── The data ──

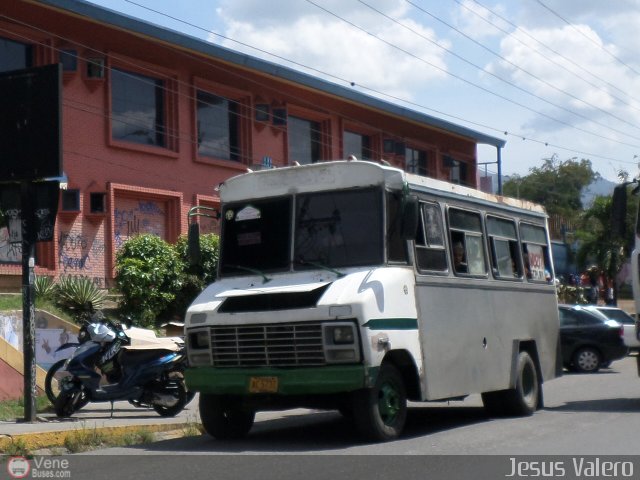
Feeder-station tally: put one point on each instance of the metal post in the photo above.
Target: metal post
(499, 160)
(28, 298)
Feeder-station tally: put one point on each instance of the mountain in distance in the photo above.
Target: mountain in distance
(600, 187)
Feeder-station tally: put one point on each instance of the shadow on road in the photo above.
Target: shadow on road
(320, 431)
(619, 405)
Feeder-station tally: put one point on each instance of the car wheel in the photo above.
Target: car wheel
(224, 419)
(524, 399)
(587, 360)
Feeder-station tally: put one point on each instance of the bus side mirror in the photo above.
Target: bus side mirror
(410, 217)
(193, 244)
(619, 210)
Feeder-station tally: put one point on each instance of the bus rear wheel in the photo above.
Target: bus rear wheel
(223, 419)
(381, 412)
(523, 399)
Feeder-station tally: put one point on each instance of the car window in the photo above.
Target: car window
(568, 318)
(585, 318)
(618, 315)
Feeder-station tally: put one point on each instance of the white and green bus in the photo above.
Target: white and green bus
(355, 286)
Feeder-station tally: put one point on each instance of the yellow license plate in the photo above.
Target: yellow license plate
(263, 384)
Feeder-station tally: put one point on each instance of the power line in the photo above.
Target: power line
(600, 46)
(394, 97)
(549, 48)
(215, 66)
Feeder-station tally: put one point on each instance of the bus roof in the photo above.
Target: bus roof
(342, 174)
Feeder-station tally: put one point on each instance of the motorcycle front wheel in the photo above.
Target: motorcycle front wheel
(179, 391)
(70, 401)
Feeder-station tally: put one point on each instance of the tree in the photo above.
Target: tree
(148, 274)
(556, 184)
(599, 244)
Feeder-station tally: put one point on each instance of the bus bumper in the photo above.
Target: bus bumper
(279, 381)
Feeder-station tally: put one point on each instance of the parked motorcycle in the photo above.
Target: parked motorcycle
(57, 371)
(116, 364)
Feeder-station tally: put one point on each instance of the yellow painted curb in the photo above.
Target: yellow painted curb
(39, 440)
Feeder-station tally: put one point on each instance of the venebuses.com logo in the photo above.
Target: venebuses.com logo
(18, 467)
(38, 467)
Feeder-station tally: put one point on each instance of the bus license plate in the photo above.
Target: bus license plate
(263, 384)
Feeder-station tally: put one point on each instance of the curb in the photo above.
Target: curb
(42, 440)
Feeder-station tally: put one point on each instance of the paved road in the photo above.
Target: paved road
(585, 415)
(595, 415)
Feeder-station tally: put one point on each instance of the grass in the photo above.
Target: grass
(10, 410)
(84, 440)
(17, 447)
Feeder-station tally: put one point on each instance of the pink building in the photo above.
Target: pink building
(153, 120)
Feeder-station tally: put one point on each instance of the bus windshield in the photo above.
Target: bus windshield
(338, 229)
(332, 229)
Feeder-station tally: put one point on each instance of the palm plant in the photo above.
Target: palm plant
(79, 295)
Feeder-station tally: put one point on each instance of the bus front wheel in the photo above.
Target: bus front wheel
(522, 400)
(381, 412)
(224, 419)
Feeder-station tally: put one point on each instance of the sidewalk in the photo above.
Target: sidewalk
(50, 431)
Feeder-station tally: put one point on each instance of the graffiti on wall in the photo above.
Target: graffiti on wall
(9, 252)
(134, 217)
(80, 255)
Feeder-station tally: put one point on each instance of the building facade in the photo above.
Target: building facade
(153, 120)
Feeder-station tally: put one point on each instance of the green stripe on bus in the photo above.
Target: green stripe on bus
(392, 324)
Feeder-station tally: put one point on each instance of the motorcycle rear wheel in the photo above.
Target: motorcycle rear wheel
(53, 380)
(181, 396)
(70, 401)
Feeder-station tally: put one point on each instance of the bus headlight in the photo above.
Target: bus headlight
(342, 334)
(340, 342)
(199, 340)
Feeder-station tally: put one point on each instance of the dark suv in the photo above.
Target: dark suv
(589, 339)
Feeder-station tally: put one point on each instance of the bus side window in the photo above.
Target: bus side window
(430, 251)
(535, 253)
(396, 245)
(505, 259)
(467, 245)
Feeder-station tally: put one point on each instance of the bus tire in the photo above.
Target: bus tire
(224, 419)
(380, 412)
(523, 399)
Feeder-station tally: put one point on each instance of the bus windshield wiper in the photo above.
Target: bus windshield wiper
(265, 279)
(301, 261)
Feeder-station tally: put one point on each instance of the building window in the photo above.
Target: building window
(415, 161)
(14, 55)
(356, 144)
(97, 202)
(69, 60)
(457, 170)
(304, 140)
(71, 200)
(218, 127)
(138, 108)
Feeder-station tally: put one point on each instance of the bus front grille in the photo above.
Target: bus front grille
(274, 345)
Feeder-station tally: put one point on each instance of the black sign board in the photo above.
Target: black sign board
(30, 123)
(44, 197)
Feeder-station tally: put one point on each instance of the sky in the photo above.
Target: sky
(554, 78)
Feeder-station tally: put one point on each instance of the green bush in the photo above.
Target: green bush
(79, 295)
(194, 279)
(149, 274)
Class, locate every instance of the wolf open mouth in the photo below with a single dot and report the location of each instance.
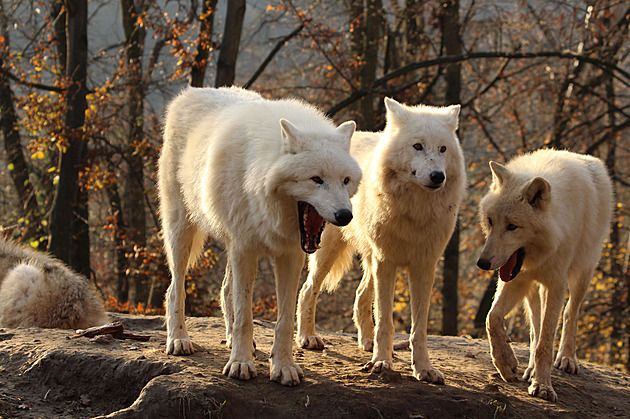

───

# Work request
What you return must be the entries above, exactly as they appear, without any pictures.

# Exercise output
Feeder-station tally: put one point on each instance of the metal post in the photo above.
Target: metal post
(499, 160)
(28, 298)
Feeder-station tally: put one point on each instance of the mountain in distance in the photo above.
Target: mountain in distance
(600, 187)
Feeder-station tally: put one point on each instance of the shadow on road in the photo above.
Target: shadow on road
(320, 431)
(619, 405)
Feeder-station tally: put one point on each instance of the car wheel in the photo above.
Target: car wheel
(224, 419)
(524, 399)
(587, 360)
Feeder-station tally: put one point on each instance of the bus side mirror in the photo above.
Target: bus side mirror
(410, 217)
(193, 244)
(619, 210)
Feeder-station tally: put one point on each instance of the bus rear wheel in the photo above.
Target: bus rear wheel
(223, 419)
(381, 412)
(523, 399)
Feeder-station tally: put one point on each instance of the car window in the photo above.
Target: car window
(568, 318)
(585, 318)
(618, 315)
Feeder-station tally: put one point on each instance of the white and green bus in the photo above.
Target: white and green bus
(355, 286)
Feeder-station tally: put one point on each instance of the yellow license plate in the photo above.
Target: yellow license plate
(263, 384)
Feeder-station tally: put one point on each instance of the power line in the photo above.
Target: power line
(600, 46)
(394, 97)
(549, 48)
(215, 66)
Feeder-station tally: put one point on each instance of the bus roof in the photo above.
Target: bus roof
(342, 174)
Feeder-station tally: put one point on each instance of the motorcycle front wheel in the photo above.
Target: motorcycle front wheel
(179, 391)
(70, 401)
Feeder-station tally: put one point on each instance of the tree in the photo above.
Target: tree
(148, 274)
(556, 184)
(599, 244)
Feeder-station tally: put one point on each instance of the bus bumper in the photo above.
Target: bus bumper
(279, 381)
Feeder-station tally: put one point on each instance of the parked motorcycle in the photo above.
Target: parked motorcycle
(57, 371)
(116, 364)
Feeder-station tally: put one point on each instance of the yellow painted curb in the photo above.
Target: yellow painted curb
(39, 440)
Feeder-station tally: put one point on each instance of the venebuses.com logo in the photo above.
Target: venebuses.com logo
(18, 467)
(38, 467)
Feeder-station tally: put one point on each instance of the bus license plate in the photo above.
Target: bus license plate
(263, 384)
Feeder-station tally: put one point on each instance of the curb in the photo above.
Target: curb
(42, 440)
Feeder-station tally: put one point on each instance of the paved road in the photo above.
Target: paved road
(585, 415)
(595, 415)
Feeder-station tally: put one point on each instance of the grass in the photo above.
Target: grass
(10, 410)
(84, 440)
(17, 447)
Feeder-station tally: put one point on each instance of the pink building in the photo above.
Target: pink building
(153, 120)
Feeder-station tally: put one point on each instance of the bus windshield in the photo above.
Target: bus windshield
(338, 229)
(332, 229)
Feeder-station tally: put one point on each instance of the palm plant in the photo above.
Target: palm plant
(79, 295)
Feeder-station tally: put one point on each instance of the bus front wheel in the photo above.
Target: bus front wheel
(522, 400)
(381, 412)
(224, 419)
Feeder-station tally: put one point on each instance of the sidewalk in the photo above.
Target: sidewalk
(50, 431)
Feeder-station tally: put one point on each instance of the graffiti on wall in the photo above.
Target: graffiti on wall
(9, 252)
(134, 217)
(80, 255)
Feeder-station tally: put one point on each instance of the building facade in the photo above.
Target: building facade
(153, 120)
Feeder-station tally: put one point on each instance of the green stripe on bus in the photo above.
Target: green stripe on bus
(392, 324)
Feeder-station tally: put one point on each instance of the motorcycle rear wheel in the photo above.
Target: motorcycle rear wheel
(53, 380)
(181, 396)
(70, 401)
Feeder-station tally: put one point on each instance of the bus headlight in the photo above.
Target: bus headlight
(342, 334)
(340, 342)
(199, 340)
Feeder-station tally: put one point on each instance of the dark suv in the photo above.
Target: dark suv
(589, 339)
Feeder-station tally: put one point on each instance of the bus side window in the photo above.
Target: bus side window
(430, 251)
(535, 253)
(396, 245)
(505, 259)
(467, 245)
Feeder-station tally: put one point on each instance of the bus tire in the photo above.
Target: bus tire
(224, 419)
(380, 412)
(523, 399)
Feeder-station tally: put one point on each instance of the bus windshield wiper in the photo above.
Target: bus windshield wiper
(265, 279)
(301, 261)
Feeder-station tally: put one point on each instance of the building window in the photo above.
Target: building window
(415, 161)
(14, 55)
(356, 144)
(97, 202)
(69, 60)
(457, 170)
(304, 140)
(71, 200)
(218, 127)
(138, 108)
Feeder-station tally: put one point on each instance of the bus front grille in the photo above.
Target: bus front grille
(274, 345)
Feeder-station tally: put one point on each instance of the black sign board in the photo above.
Target: black sign board
(30, 123)
(44, 197)
Feeder-station tally: put one point on each instance of the sky in the photo above.
Target: sky
(554, 78)
Feeder-station tally: put one point on each instance of the green bush in the photo above.
Target: green bush
(79, 295)
(194, 279)
(149, 274)
Class, locate every instance of the wolf open mouth in the photo below with a single dot and report the location of each instance.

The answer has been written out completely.